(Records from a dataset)
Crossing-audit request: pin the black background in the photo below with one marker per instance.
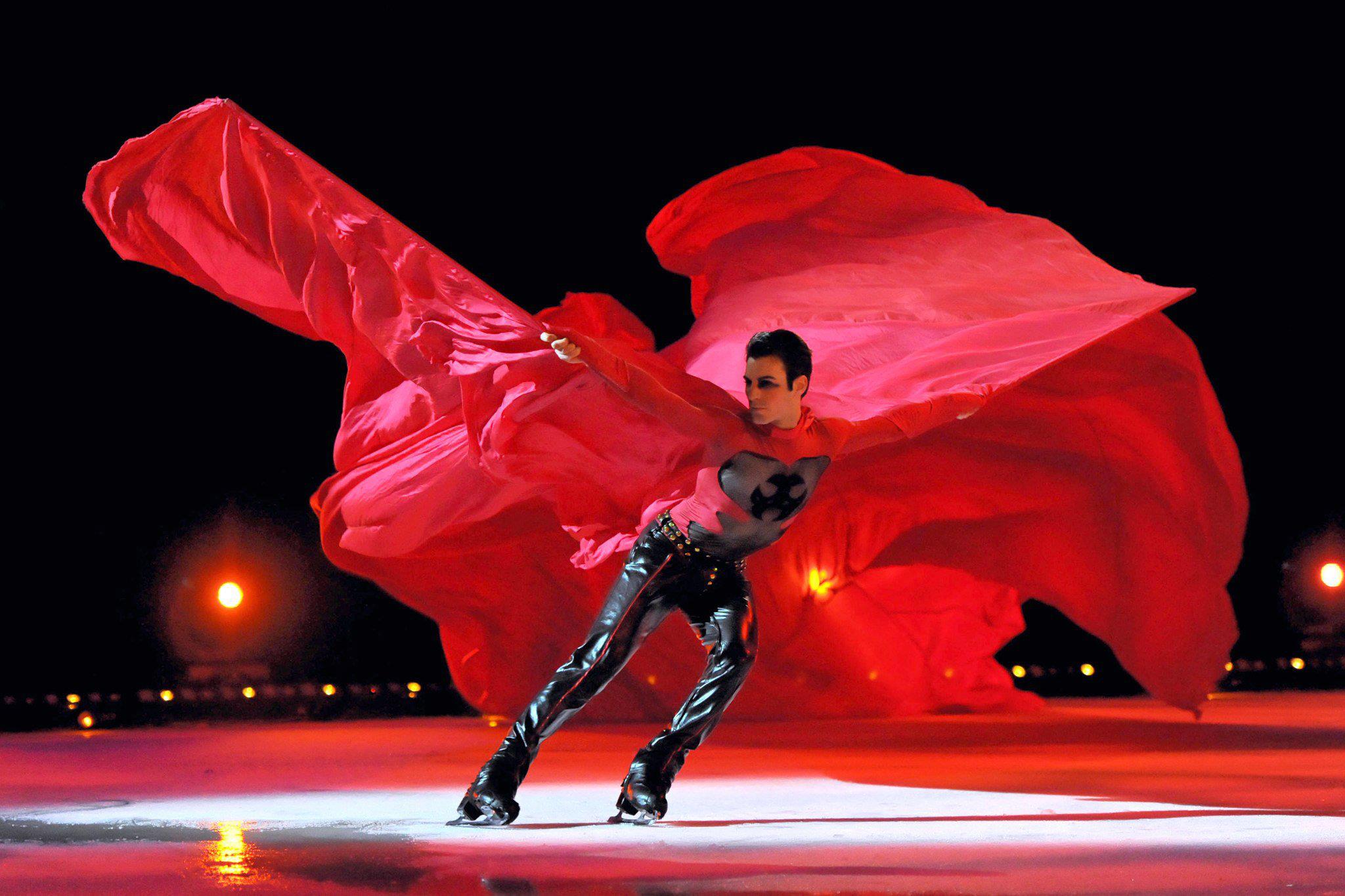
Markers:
(148, 412)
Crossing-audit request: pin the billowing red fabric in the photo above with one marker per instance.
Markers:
(495, 488)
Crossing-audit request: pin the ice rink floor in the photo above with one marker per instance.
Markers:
(1090, 796)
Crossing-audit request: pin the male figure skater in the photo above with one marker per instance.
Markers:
(758, 472)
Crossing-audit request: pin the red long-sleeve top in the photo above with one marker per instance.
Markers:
(755, 479)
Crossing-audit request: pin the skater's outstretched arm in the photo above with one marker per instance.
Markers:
(707, 422)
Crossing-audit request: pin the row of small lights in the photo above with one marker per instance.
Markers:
(87, 719)
(413, 688)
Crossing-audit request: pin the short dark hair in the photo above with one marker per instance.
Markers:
(790, 349)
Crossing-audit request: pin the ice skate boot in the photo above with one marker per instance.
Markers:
(490, 798)
(645, 790)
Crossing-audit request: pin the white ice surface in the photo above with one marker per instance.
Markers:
(728, 813)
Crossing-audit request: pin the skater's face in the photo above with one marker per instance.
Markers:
(770, 394)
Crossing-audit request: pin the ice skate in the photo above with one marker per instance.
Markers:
(490, 798)
(482, 807)
(642, 798)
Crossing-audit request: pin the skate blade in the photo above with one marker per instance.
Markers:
(489, 819)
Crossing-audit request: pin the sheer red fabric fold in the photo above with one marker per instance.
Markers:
(494, 488)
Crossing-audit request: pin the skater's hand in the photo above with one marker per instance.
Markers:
(565, 350)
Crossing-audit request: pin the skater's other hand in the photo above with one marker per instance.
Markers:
(565, 350)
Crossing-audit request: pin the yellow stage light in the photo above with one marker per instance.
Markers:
(231, 595)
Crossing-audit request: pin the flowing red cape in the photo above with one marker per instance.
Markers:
(495, 489)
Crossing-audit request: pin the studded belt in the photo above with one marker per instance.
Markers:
(692, 553)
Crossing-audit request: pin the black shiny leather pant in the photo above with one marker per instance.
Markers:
(662, 572)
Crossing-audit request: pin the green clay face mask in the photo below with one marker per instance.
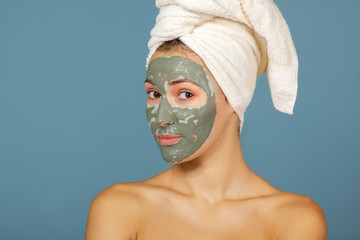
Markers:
(180, 122)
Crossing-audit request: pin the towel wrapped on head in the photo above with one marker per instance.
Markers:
(237, 40)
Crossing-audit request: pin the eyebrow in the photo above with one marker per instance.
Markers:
(149, 81)
(181, 80)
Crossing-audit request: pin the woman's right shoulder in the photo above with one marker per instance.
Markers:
(121, 193)
(118, 205)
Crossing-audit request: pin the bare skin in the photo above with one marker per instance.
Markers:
(211, 195)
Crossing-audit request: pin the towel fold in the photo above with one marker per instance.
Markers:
(237, 40)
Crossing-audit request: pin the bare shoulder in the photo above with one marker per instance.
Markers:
(114, 212)
(300, 217)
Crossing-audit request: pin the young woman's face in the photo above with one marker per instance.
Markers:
(181, 106)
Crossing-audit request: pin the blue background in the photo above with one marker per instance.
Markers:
(72, 112)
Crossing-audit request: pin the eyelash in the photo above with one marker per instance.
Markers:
(180, 92)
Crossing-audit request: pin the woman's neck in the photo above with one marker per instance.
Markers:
(218, 174)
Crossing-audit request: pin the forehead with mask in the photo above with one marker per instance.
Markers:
(181, 103)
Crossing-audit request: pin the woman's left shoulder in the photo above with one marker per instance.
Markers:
(300, 217)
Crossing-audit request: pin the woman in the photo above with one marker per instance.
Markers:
(202, 67)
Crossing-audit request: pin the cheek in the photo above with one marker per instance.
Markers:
(151, 112)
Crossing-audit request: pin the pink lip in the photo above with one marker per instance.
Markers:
(168, 139)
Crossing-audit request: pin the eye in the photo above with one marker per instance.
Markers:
(153, 94)
(186, 95)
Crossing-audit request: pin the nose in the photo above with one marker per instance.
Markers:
(165, 116)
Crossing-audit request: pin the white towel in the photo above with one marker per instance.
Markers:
(237, 40)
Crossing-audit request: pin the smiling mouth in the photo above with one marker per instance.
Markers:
(168, 139)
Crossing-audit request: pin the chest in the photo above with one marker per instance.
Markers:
(184, 221)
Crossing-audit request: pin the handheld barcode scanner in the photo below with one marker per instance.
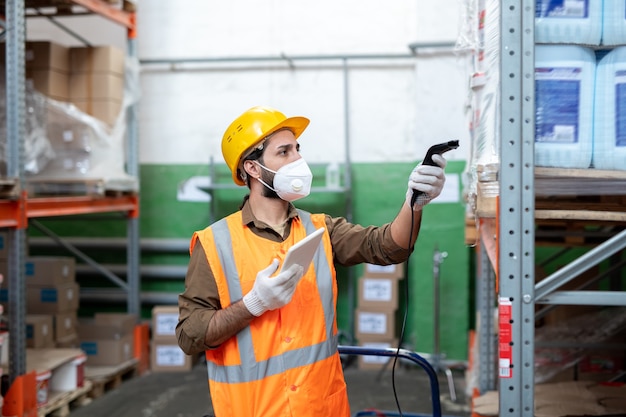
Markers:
(428, 160)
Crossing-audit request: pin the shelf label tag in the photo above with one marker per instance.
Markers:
(505, 336)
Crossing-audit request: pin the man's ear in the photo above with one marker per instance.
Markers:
(252, 169)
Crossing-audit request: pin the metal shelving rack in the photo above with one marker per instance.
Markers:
(514, 233)
(16, 211)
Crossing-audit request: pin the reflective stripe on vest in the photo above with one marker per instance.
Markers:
(250, 369)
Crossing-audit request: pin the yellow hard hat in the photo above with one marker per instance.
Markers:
(252, 127)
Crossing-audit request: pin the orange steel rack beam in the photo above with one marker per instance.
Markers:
(15, 213)
(106, 10)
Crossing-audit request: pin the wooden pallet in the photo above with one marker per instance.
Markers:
(9, 188)
(107, 378)
(51, 187)
(60, 404)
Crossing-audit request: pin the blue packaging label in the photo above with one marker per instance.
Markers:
(48, 295)
(620, 108)
(90, 348)
(557, 104)
(578, 9)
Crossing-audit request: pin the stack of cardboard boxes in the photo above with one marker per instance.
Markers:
(52, 300)
(96, 81)
(375, 316)
(92, 78)
(166, 355)
(108, 339)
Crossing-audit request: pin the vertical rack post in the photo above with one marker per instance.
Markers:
(485, 303)
(16, 131)
(132, 226)
(515, 212)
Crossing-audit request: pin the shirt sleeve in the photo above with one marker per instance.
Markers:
(354, 244)
(197, 303)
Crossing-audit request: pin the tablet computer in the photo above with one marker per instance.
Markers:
(302, 252)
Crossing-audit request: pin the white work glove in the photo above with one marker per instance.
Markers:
(270, 293)
(428, 179)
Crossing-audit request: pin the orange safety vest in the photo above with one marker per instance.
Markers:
(285, 363)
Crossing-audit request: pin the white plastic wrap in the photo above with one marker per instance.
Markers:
(484, 100)
(63, 143)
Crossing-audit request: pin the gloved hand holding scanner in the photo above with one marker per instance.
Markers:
(426, 181)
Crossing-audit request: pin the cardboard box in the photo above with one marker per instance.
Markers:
(107, 339)
(65, 325)
(53, 299)
(49, 82)
(105, 110)
(378, 292)
(98, 59)
(373, 324)
(376, 363)
(164, 321)
(168, 357)
(70, 341)
(39, 331)
(103, 351)
(46, 55)
(384, 271)
(46, 271)
(105, 86)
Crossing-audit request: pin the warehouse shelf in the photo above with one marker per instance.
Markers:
(18, 209)
(521, 201)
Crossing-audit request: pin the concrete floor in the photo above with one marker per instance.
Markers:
(185, 394)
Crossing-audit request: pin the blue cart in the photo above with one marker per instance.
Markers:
(402, 354)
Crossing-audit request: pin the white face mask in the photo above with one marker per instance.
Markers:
(291, 181)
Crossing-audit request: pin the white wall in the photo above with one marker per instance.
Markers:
(398, 107)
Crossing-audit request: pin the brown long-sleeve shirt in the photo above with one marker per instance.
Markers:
(352, 244)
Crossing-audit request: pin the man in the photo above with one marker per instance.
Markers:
(271, 341)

## [PROBLEM]
Work out the number of lines in the records containing the word "floor". Write only that number.

## [RESPONSE BOX]
2